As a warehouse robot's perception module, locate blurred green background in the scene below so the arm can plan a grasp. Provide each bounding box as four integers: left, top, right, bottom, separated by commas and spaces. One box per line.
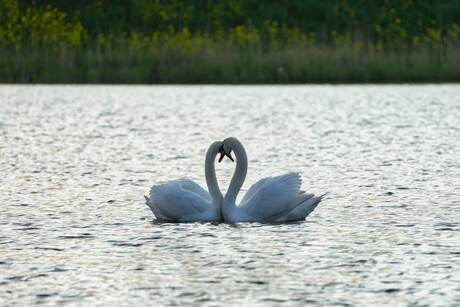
1, 0, 459, 83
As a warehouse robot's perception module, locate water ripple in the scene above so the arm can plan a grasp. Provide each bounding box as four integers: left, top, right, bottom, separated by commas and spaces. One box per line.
1, 85, 459, 305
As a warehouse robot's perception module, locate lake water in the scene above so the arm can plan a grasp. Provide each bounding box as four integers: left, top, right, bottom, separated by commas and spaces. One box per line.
1, 85, 459, 306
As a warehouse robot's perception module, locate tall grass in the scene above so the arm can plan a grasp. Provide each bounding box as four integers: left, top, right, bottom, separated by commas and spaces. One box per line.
1, 0, 460, 83
1, 41, 459, 83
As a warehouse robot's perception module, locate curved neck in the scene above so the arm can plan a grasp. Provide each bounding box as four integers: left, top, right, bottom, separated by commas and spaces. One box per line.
225, 138, 248, 204
205, 142, 223, 204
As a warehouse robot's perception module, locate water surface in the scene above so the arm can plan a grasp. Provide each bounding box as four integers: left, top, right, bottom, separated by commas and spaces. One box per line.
1, 85, 459, 306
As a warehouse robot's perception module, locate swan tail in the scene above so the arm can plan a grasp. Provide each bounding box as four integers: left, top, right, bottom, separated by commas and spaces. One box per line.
292, 194, 323, 220
272, 192, 324, 223
144, 189, 176, 222
144, 195, 154, 210
144, 194, 156, 212
303, 192, 330, 213
307, 195, 322, 213
267, 193, 312, 222
318, 192, 329, 199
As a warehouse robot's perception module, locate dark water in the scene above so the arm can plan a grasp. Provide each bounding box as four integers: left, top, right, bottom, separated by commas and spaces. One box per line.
1, 85, 459, 306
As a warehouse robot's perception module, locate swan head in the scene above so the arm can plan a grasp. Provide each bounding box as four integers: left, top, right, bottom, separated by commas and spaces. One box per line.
218, 137, 237, 163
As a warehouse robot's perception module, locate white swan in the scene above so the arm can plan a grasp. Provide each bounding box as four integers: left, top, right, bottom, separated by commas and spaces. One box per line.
144, 141, 224, 222
219, 137, 324, 223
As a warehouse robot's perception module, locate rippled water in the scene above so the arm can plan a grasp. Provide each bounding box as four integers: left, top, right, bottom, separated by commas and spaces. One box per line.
1, 85, 460, 306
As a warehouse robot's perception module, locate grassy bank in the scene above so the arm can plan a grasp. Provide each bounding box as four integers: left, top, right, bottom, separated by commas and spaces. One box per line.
1, 0, 460, 83
1, 43, 459, 84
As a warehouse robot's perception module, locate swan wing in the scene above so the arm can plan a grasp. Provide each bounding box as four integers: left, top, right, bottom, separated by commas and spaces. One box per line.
240, 177, 269, 204
240, 173, 303, 221
178, 178, 211, 201
148, 179, 210, 220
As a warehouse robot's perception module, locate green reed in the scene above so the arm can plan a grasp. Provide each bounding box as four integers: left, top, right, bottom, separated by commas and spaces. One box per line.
1, 40, 459, 83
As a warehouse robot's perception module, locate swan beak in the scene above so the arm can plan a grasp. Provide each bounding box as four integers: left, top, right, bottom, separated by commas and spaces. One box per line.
218, 148, 225, 163
226, 152, 234, 162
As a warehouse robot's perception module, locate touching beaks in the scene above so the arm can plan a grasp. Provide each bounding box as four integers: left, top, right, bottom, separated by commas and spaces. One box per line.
218, 146, 234, 163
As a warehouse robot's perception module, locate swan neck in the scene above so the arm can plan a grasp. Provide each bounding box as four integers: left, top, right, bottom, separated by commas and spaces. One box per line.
205, 142, 223, 204
226, 139, 247, 204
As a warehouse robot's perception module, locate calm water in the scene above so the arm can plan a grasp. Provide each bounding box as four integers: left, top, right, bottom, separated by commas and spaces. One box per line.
1, 85, 460, 306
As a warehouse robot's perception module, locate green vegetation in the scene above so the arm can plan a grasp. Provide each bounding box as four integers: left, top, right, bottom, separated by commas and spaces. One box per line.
1, 0, 460, 83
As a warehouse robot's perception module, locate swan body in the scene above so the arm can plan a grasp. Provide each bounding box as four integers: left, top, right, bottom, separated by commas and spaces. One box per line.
221, 137, 324, 223
144, 142, 223, 222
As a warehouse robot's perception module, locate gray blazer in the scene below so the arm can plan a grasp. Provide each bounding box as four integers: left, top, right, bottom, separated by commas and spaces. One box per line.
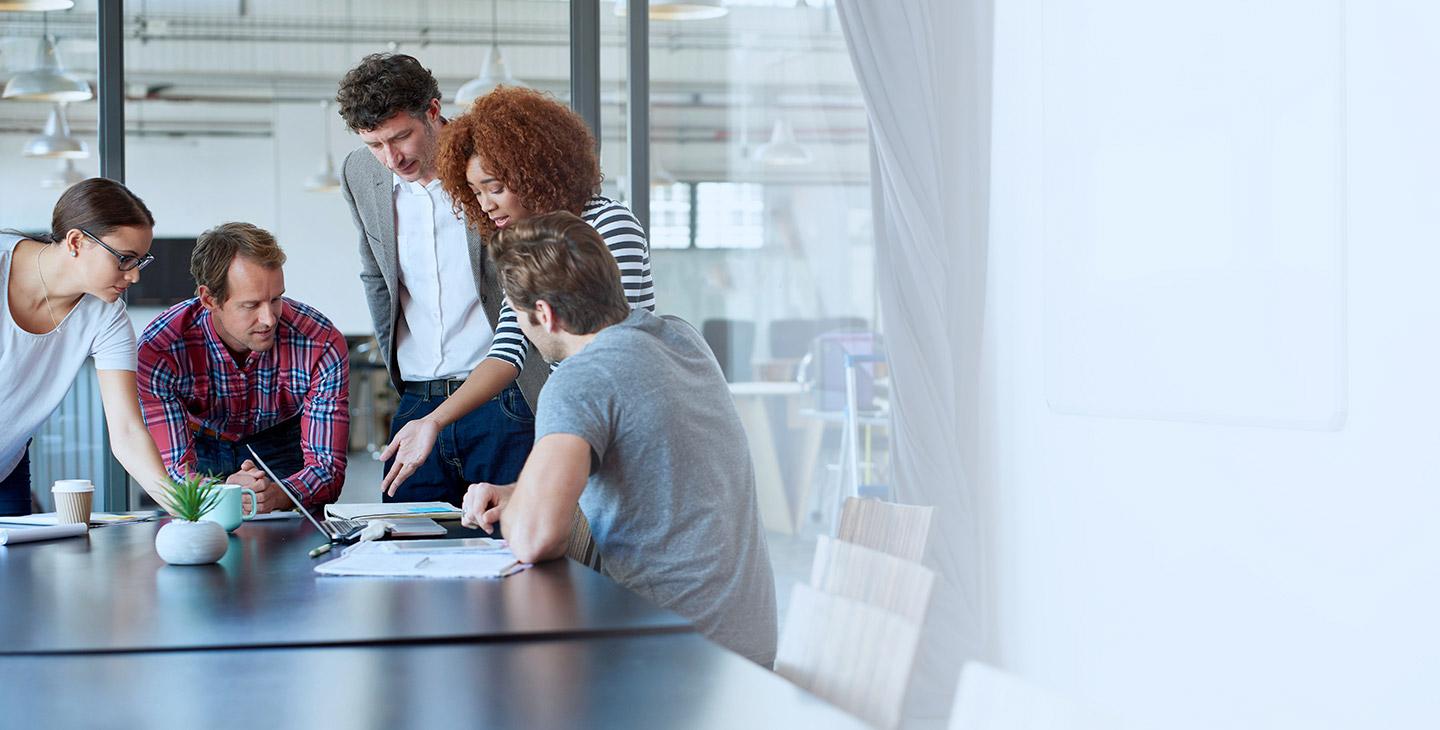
339, 148, 549, 410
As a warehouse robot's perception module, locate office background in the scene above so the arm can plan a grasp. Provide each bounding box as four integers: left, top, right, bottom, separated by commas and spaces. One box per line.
5, 1, 1438, 727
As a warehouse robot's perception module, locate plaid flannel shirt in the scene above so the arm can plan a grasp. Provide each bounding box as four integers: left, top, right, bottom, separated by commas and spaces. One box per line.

────────

**WORK INSTRUCTION:** Your job is to transcribe the entries above exactly; skip the pictures.

**SOLUTION TO THE PROBLEM:**
As a warehouse robot's perception module, locate blurred green background in the scene below so the arm can plan a grasp. Provide each bounding box as four integers: left, top, right, bottom, separated by commas and spaces. One box per line.
1, 0, 459, 83
As a warehouse robot's perception module, locate water ripple in the scene above so the arm can plan a grasp. Provide each bounding box as four integers: left, top, right, bottom, separated by commas and spaces. One box per line.
1, 85, 459, 305
As a warehouse robot's perception module, locate lake water in the scene above so the arm can plan a grasp. Provide each bounding box as four integers: left, top, right, bottom, separated by commas and spaces. One box per line.
1, 85, 459, 306
As a warehouse robot's perception module, locate tall grass in the scene above so the arm can plan a grasp. Provide each bounding box as four integers: left, top, right, bottom, separated by commas and spaces. One box per line.
1, 0, 460, 83
1, 41, 459, 83
As a warehouse robot's perception module, locate curved neck in the scene above so the arm can plan a grasp. Provide each bounding box as four integers: left, top, right, bottom, separated by commas and spaces. One box per line.
225, 138, 248, 204
205, 142, 223, 204
As a warehouse robot's perception module, locate water surface in the scene above so the arm can plan a grasp. Provide each bounding box as four integers: left, top, right, bottom, separated by commas and spaces. One box per line.
1, 85, 459, 306
As a warehouse robot's perception module, locate swan tail in the scene above so the arm can plan a grasp. Provide each bounding box as four integers: left, top, right, bottom, separated by commas and spaces. One box per line.
292, 194, 323, 220
272, 192, 324, 223
144, 189, 176, 222
144, 195, 154, 210
144, 194, 156, 212
303, 192, 330, 213
307, 195, 322, 213
267, 193, 312, 222
318, 192, 329, 199
As a warehouse robot's perception module, locate dark water in the scene above so the arm can plan a grasp. Provide each bounding box as four integers: left, top, right, bottom, separated by commas and spaces. One box per line.
1, 85, 459, 306
As a warehouse robot's perception module, locate swan head in the scene above so the arm can plan a grasp. Provide each bounding box as four integers: left, top, right, bottom, separated by commas and spaces. One box per line.
218, 137, 237, 163
As a warehouse robot's perception module, locate white swan in the scene above so the arm can plan a grasp. Provide each bounding box as four integers: left, top, right, bottom, separated by commas and spaces. One box per line.
144, 141, 224, 222
219, 137, 324, 223
As a warehouse robot's perception module, locate rippled water in the scene above so the arm can plan a grasp. Provide each bounding box as four integers: left, top, right, bottom, separated by commas and spaces. One box per line.
1, 85, 460, 306
As a warehouse robot's perception module, locate grassy bank in the scene above so the arm can plan a grasp. Provide each bounding box as four integers: left, top, right, bottom, separated by commas and spaces. One box per line.
1, 0, 460, 83
1, 43, 459, 84
As a warehouse robot's perception module, locate swan wing in the scene above so the arm can plan a grasp. Provide each bounding box as four integers: left, top, right, bottom, separated by commas and spaces. One box per line.
240, 177, 269, 204
240, 173, 303, 221
178, 178, 211, 201
148, 179, 210, 220
As a warehouse robot's perception module, locate green reed in the scene above so the arm can plan a grasp. Provide each bounding box as four integers: left, top, right, bottom, separated by commas and spaces. One box per line.
1, 40, 459, 83
As a warehouse robot's perception module, locate swan beak in the scene above so the arm can plan a grasp. Provide each bounding box as four integers: left, top, right, bottom, separated by commas and spaces. One box per line.
218, 148, 225, 163
226, 152, 234, 162
As a warehouse robot's perception module, locate touching beaks in the scene above so the arm can plan a grasp. Provide each bounding box as four integers: left, top, right, bottom, separated by commas and spaces. One box per line.
218, 146, 234, 163
As a warehouse robot's perception module, locate swan neck in the scene above so the arm can plan a grasp. Provide each bounding box as four integers: left, top, right, bottom, separated by commas and spaces. One box per line.
205, 142, 223, 204
226, 139, 247, 204
As a warehouse robot's perception module, locate calm water in the scene above so the arm can plan a grasp. Provide each bounding box as four integers: left, top, right, bottom, separated by commas and spaces. One box per line.
1, 85, 460, 306
As a warehouse robot's perception module, locate green vegetation in the scene above so the arm can plan a grasp. Provide each bounding box as four integers: left, top, right, bottom, separated by commas and spaces. One box per line.
1, 0, 460, 83
As a warehouse robot's perception module, locate swan body in the scene above so the arm can plan a grasp. Provide each bounding box as four integers: left, top, right, bottom, separated by commas and spaces. One box per line.
221, 137, 324, 223
144, 142, 223, 222
As a warehouse robot's perception module, locate gray blazer in the scene below so the arm can plan a grasp. Provide each bounding box as four integers: left, top, right, bottom, separated by commas and spaces. One box per line.
339, 148, 549, 410
As a warehouse robot's perception module, locate office background in the scene above so the arm can plan a grasp. Provide each bounding box as four integers: left, top, right, bottom, separated by commas and spaces. One box per line.
5, 1, 1438, 727
As a warehouse robot's perception module, locate plaid flannel shirt in the scene above so the arm can plan a grasp. Provide each bounding box as four integers: left, top, right, bottom, separated by commas and spaces. One box per line.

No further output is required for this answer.